--- begin Working data ---
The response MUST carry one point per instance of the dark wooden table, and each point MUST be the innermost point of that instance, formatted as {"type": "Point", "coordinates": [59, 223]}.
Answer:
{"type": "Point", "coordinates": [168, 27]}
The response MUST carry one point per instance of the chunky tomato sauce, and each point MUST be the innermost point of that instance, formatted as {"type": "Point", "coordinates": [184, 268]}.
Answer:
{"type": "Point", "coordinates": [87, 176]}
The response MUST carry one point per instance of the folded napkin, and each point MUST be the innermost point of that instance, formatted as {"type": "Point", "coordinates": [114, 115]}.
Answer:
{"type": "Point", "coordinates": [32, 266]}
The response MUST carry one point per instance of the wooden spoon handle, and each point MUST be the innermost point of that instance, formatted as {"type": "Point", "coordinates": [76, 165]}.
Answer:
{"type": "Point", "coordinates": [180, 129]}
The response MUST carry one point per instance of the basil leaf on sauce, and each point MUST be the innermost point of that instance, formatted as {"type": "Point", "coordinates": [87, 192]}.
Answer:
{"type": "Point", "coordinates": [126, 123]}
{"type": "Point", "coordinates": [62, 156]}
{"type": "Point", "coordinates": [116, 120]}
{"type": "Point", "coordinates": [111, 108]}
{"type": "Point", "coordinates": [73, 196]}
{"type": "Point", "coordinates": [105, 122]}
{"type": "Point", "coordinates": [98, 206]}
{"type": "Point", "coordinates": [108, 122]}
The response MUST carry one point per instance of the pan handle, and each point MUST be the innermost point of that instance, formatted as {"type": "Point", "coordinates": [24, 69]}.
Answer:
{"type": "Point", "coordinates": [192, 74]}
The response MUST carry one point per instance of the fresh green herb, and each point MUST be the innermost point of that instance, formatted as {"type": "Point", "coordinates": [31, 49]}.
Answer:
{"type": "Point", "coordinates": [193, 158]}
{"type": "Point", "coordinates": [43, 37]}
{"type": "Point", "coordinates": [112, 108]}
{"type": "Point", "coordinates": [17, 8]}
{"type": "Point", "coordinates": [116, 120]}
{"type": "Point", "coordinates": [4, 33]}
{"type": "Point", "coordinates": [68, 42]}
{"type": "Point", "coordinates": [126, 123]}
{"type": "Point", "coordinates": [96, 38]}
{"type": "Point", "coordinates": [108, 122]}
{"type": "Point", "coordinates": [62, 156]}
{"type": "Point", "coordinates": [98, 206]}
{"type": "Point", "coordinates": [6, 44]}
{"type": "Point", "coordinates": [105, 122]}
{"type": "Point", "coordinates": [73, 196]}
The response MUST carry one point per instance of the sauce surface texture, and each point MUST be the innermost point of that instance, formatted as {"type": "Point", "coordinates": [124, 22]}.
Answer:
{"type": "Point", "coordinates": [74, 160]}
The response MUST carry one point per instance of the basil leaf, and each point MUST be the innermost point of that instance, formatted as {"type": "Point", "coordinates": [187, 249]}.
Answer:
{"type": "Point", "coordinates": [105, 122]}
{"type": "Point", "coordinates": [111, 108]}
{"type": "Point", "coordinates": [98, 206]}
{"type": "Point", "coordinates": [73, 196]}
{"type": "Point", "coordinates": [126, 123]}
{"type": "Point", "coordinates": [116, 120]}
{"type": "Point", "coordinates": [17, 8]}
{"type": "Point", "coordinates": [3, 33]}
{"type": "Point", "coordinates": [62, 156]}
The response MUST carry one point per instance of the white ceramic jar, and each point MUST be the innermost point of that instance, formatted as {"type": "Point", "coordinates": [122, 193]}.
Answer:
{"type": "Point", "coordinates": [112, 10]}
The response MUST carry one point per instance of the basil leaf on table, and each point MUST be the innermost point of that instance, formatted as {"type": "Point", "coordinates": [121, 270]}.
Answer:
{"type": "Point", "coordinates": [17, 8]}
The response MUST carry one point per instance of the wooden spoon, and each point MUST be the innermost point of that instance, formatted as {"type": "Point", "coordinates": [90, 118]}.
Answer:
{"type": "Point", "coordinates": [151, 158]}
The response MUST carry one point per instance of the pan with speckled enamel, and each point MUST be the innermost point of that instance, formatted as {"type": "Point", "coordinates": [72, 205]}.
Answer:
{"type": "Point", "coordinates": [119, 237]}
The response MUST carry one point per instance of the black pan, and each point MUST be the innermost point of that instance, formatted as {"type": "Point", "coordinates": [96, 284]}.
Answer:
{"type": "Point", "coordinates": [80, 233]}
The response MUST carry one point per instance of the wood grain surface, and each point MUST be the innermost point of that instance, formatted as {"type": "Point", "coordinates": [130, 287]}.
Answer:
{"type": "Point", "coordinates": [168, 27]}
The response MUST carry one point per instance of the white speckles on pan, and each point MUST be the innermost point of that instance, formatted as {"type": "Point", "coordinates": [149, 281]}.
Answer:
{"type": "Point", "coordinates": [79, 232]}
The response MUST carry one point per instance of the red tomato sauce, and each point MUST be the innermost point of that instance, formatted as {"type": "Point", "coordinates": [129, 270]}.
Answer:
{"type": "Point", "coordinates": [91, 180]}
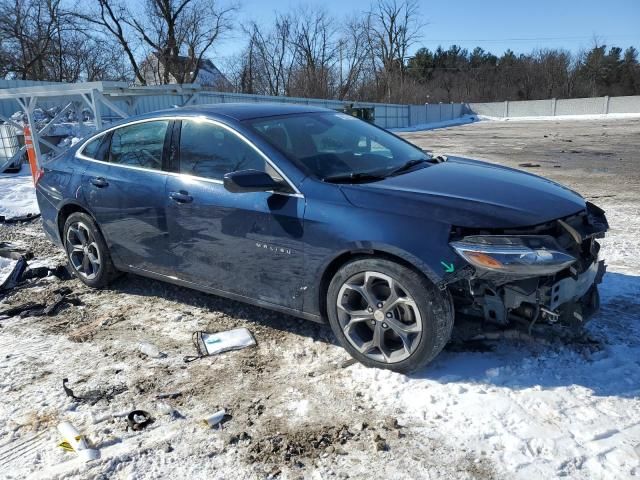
--- end Working data ---
### Stated goal
Gather every line in the records above that contains the word "leaf", and copy each one in full.

### Exercise solution
The response MUST carry one point per instance of the basil leaf on sauce, and each point MUST be the innermost point of that instance, formatted as {"type": "Point", "coordinates": [87, 192]}.
The response MUST carry one point per instance of the basil leaf, and each point MUST be the innermost point of that instance, formatted as {"type": "Point", "coordinates": [187, 249]}.
The response MUST carry one point per instance of the basil leaf on table, and each point MUST be the innermost point of that instance, formatted as {"type": "Point", "coordinates": [121, 270]}.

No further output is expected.